● Your instructions:
Please pull out every line in the entries below that contains the string "query". Case counts.

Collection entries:
:::

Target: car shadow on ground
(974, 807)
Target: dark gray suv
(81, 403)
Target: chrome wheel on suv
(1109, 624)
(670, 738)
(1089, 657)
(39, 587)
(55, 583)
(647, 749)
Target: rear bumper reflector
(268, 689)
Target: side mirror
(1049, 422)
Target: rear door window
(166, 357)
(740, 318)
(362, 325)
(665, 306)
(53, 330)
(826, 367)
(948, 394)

:::

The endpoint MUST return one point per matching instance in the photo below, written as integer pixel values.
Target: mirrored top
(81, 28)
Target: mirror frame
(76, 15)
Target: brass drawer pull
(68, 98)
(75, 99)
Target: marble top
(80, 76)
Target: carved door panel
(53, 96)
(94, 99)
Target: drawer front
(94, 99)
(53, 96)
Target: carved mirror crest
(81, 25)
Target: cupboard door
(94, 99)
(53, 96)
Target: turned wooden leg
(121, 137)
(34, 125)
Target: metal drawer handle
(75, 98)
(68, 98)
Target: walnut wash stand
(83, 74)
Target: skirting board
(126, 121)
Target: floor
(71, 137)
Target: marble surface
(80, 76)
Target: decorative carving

:::

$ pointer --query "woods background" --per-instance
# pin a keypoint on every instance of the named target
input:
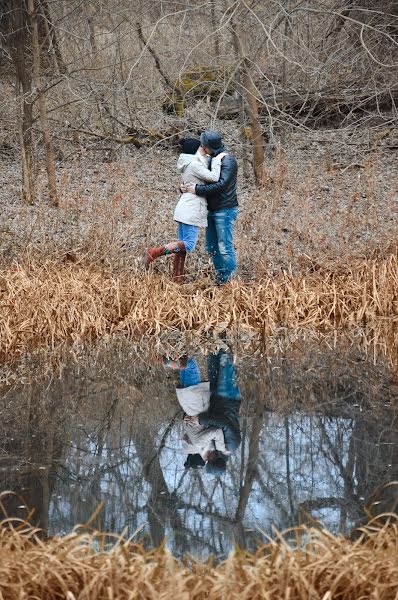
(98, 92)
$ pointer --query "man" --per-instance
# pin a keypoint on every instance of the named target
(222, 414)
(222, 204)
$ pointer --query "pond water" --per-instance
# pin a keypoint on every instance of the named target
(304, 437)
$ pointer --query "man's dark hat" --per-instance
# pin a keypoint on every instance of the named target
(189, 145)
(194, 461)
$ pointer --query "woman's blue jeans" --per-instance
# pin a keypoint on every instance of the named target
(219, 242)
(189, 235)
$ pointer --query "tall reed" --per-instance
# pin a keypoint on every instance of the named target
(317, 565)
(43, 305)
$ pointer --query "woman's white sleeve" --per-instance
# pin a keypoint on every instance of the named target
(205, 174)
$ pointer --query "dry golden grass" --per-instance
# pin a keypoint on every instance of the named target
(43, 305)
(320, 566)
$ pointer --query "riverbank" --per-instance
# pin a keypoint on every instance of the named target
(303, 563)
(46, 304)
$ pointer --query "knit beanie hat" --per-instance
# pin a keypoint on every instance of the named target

:::

● Correct result:
$ pointer --query "woods background" --per-instance
$ pointer --query "man" --per-instance
$ pointer --query "pond water" --per-instance
$ pointer --query "man's dark hat" --per-instance
$ pointer --query "woman's blue jeans" --per-instance
$ pointer --query "tall reed" --per-instance
$ pointer --query "woman's white sleeve" --per-instance
$ pointer --query "dry golden grass" --per-instance
$ pointer --query "riverbank" --per-instance
$ pointer --query "knit beanie hat" --per-instance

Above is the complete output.